◆ **TEXT SEGMENT**
┌──

Nested dictionary value from key path
Question:
Get the value from a nested dictionary with the help of key path, here is the dict
:
json = {
"app": {
"Garden": {
"Flowers": {
"Red flower": "Rose",
"White Flower": "Jasmine",
"Yellow Flower": "Marigold"
}
},
"Fruits": {
"Yellow fruit": "Mango",
"Green fruit": "Guava",
"White Flower": "groovy"
},
"Trees": {
"label": {
"Yellow fruit": "Pumpkin",
"White Flower": "Bogan"
}
}
}
The input parameter to the method is the key path with dots separated, from the key path = “app.Garden.Flowers.white Flower” need to print ‘Jasmine’. My code so far:
import json
with open('data.json') as data_file:
j = json.load(data_file)
def find(element, JSON):
paths = element.split(".")
# print JSON[paths[0]][paths[1]][paths[2]][paths[3]]
for i in range(0,len(paths)):
data = JSON[paths[i]]
# data = data[paths[i+1]]
print data
find('app.Garden.Flowers.White Flower',j)
Answers:
Very close. You need to (as you had in your comment) recursively go through the main JSON object. You can accomplish that by storing the result of the outermost key/value, then using that to get the next key/value, etc. till you’re out of paths.
def find(element, JSON):
paths = element.split(".")
data = JSON
for i in range(0,len(paths)):
data = data[paths[i]]
print data
You still need to watch out for KeyErrors though.
This is an instance of a fold. You can either write it concisely like this:
from functools import reduce
import operator
def find(element, json):
return reduce(operator.getitem, element.split('.'), json)
Or more Pythonically (because reduce()
is frowned upon due to poor readability) like this:
def find(element, json):
keys = element.split('.')
rv = json
for key in keys:
rv = rv[key]
return rv
j = {"app": {
"Garden": {
"Flowers": {
"Red flower": "Rose",
"White Flower": "Jasmine",
"Yellow Flower": "Marigold"

└──

◆ **DATASET EXCERPTS**
┌──

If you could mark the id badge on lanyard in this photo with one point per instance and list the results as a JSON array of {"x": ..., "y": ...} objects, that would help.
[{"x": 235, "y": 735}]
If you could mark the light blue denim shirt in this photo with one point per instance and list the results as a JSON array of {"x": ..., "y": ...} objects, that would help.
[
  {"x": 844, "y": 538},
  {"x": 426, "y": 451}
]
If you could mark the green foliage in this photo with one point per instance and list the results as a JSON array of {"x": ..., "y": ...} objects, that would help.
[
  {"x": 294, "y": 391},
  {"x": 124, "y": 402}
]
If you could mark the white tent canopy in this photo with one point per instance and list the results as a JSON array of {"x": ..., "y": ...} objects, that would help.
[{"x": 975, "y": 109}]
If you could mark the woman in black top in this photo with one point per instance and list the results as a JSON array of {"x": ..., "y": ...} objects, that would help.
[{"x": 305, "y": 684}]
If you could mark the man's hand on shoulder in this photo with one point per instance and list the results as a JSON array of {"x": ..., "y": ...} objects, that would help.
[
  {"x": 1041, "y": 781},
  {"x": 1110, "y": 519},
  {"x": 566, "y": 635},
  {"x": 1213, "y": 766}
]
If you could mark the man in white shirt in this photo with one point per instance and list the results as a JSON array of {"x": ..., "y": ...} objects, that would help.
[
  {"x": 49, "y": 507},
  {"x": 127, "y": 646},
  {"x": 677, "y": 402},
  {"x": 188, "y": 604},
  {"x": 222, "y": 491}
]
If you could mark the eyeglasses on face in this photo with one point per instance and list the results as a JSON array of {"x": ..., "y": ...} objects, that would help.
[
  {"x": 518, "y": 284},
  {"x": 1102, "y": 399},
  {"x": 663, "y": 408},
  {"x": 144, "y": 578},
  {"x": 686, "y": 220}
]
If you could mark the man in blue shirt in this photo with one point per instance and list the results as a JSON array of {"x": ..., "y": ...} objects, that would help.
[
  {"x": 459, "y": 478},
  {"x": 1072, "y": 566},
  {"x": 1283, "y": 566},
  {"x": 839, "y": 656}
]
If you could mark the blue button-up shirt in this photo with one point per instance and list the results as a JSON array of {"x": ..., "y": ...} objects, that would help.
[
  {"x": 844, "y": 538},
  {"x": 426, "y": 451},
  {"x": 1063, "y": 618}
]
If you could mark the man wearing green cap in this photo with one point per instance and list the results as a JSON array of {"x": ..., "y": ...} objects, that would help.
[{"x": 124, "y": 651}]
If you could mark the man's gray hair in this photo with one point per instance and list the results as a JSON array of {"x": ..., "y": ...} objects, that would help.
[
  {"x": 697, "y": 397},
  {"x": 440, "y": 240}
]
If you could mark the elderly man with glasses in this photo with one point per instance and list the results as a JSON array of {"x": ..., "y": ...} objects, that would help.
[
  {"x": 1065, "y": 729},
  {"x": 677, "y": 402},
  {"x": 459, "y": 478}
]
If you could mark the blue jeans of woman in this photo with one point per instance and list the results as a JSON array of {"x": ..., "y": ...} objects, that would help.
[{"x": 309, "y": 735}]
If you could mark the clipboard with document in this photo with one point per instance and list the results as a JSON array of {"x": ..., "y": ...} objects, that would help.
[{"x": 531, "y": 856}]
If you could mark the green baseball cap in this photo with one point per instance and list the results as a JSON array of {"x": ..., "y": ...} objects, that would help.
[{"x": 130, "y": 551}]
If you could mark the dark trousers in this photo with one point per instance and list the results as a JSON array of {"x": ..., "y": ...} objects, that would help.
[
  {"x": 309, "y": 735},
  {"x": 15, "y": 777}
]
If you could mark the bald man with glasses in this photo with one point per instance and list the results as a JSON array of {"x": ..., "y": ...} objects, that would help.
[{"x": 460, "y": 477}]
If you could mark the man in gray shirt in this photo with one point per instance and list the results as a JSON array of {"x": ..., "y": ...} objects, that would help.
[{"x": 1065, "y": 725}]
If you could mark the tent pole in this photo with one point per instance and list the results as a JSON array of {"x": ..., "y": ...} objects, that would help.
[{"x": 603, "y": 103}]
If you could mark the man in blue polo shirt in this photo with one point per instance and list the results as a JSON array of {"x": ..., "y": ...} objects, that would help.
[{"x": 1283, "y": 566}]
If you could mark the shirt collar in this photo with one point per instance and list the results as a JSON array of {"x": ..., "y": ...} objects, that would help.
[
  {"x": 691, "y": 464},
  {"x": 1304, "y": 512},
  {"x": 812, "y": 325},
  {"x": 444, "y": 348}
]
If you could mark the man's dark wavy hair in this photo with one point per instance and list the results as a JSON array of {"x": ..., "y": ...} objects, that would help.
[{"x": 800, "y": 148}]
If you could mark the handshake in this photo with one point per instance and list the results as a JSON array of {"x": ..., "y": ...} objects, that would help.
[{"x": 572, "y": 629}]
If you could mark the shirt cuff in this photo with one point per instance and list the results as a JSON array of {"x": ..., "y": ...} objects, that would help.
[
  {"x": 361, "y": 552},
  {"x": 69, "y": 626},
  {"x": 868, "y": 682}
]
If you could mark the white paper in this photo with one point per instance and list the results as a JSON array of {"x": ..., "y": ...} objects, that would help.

└──

Answer these three questions using the thread on nested dictionary lookup, one answer per line:
1. What value does the sample dictionary give for "Red flower"?
2. What does the first answer say you still need to watch out for?
3. Why is reduce() said to be frowned upon?
The items are separate material and are not part of the thread on nested dictionary lookup.

1. Rose
2. KeyErrors
3. Poor readability